[TEXT — start]
Baghdad’s Anglican church benefits from former Alabama parishioner’s generosity

elo_94311_baghdad_md2.jpgEpiscopal News Service- The last remaining Anglican church in Iraq is receiving help from a Mobile, Alabama Episcopalian stationed in Baghdad. The Alabama Press-Register reports that Commander Scott Rye, one-time parishioner of Trinity Mobile and day chief at the Media Operations Center at the U.S. Embassy compound in Baghdad, has begun a campaign to support the unique ministry of St. George’s Memorial Church in Baghdad.

According to The Press-Register, Rye, who has served in Baghdad since September 2007, worships at the Embassy Chapel in the U.S. Embassy. There he met and was inspired by the Rev. Canon Andrew White, who ministers at St. George’s Church, located outside the Green Zone, Baghdad’s “secured area” and center of international presence in the city.

Rye explained to The Press-Register that St. George’s “was forcibly shut down for 10 years under Saddam Hussein’s regime. Sometime after the war started, the church was hit and badly damaged by rocket fire. Of the 1,300 or so parishioners, only a half a dozen are men — the rest were killed or kidnapped in the sectarian violence that swept through Iraq.”

White recalls that the church had been “totally looted; not a pew remained. Many of the windows had been broken, the organ was removed, and the only church fixture that remained was the solid marble font.” Slowly, St. George’s became functional for worship.

Nevertheless, St. George’s, which White describes as “a fairly typical example of 1930s Church of England architecture set in a dust Baghdad street,” is still surrounded by razor wire and barricades to deflect bomb blasts. “We cannot walk the streets of Baghdad safely as we could in the days of Saddam Hussein,” says White, who wears bullet-proof clothes and is escorted to St. George’s by a brigade of the Iraqi Special Forces, complete with guns and armored cars.

White estimates that 90 percent of Iraq’s Christians, who once numbered more than a million, have fled or have been murdered by Islamic extremists during the religious civil war. “Some are kidnapped,” says White. “Here in this church, all of my leadership was originally taken and killed. This is one of the problems. I regularly do funerals here, but it’s not easy to get the bodies.”

Yet White, whom Rye describes as “holy” and “full of joy,” refuses to dwell on despair or his own Multiple Sclerosis, which forces him to use a cane. He prefers to discuss his “wonderful” congregation, about a third of whom are children. “None of them are Anglicans,” says White. “They normally belong to every possible denomination in Iraq — Syrian Orthodox, Roman Catholic, Presbyterians and others — but come to our church because they live nearby and it is too dangerous to travel.

“Being Christian has been a dangerous thing to be in Iraq since the fall of Saddam,” adds White. “Despite the fact that the Christian community here is one of the most ancient in the world, with roots going back to the dawn of our religion, my parishioners have been threatened and intimidated out of their homes and businesses. Most of those with money have long since fled over the borders to Syria, Jordan and further afield. Those who are left are usually either poor or widowed — or both.”

In many cases, according to White, “their only place of shelter, protection, and help is the church…We have to totally take care of all our people, with food, medicine, surgery, etc. It costs us over $20,000 a month to run the Church and most of it is spent on providing for our people.”

As Rye emailed to The Press-Register, “No matter one’s politics or personal views of the war, if people want to make a personal gesture to help Iraqis, this is one way to do so.”
[TEXT — finish]
[PROVIDED RECORDS — start]
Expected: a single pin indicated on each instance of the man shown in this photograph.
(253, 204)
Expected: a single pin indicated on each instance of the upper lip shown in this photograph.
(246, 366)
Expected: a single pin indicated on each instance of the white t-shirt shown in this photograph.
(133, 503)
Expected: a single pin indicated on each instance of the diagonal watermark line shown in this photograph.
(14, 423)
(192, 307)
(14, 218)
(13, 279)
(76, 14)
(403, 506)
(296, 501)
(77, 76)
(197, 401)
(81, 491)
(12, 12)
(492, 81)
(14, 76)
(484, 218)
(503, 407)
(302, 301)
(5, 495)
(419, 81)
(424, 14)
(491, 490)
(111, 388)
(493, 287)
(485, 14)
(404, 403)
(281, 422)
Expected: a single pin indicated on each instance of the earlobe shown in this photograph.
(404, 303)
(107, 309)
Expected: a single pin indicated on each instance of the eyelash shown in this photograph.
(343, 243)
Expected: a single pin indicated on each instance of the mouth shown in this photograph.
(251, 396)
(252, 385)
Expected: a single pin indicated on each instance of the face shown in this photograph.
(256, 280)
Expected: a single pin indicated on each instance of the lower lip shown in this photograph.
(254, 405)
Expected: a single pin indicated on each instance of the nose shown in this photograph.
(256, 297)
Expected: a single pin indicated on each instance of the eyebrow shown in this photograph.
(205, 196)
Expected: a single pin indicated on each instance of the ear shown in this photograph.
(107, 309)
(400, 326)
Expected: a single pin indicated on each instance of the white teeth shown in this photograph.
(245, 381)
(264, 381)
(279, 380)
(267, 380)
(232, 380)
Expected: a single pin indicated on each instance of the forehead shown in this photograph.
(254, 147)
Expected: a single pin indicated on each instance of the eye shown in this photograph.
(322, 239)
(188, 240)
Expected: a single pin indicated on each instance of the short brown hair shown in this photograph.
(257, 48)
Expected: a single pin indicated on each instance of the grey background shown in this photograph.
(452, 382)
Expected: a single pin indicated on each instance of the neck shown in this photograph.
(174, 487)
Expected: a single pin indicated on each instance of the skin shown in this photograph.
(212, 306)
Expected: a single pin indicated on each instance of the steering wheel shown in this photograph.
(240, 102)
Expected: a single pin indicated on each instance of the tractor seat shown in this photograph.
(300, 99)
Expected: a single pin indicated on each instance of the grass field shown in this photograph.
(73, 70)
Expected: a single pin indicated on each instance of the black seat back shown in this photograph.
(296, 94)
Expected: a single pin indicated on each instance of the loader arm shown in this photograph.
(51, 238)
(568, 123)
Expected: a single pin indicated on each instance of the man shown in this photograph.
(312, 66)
[PROVIDED RECORDS — finish]
§ WHAT YOU ARE ASKED TO DO:
Retype the portion of the article on St. George's Church in Baghdad that opens with the words containing "elo_94311_baghdad_md2.jpgEpiscopal News Service- The" and closes with "Church in Baghdad.".

§ RESULT FOR THIS TASK:
elo_94311_baghdad_md2.jpgEpiscopal News Service- The last remaining Anglican church in Iraq is receiving help from a Mobile, Alabama Episcopalian stationed in Baghdad. The Alabama Press-Register reports that Commander Scott Rye, one-time parishioner of Trinity Mobile and day chief at the Media Operations Center at the U.S. Embassy compound in Baghdad, has begun a campaign to support the unique ministry of St. George’s Memorial Church in Baghdad.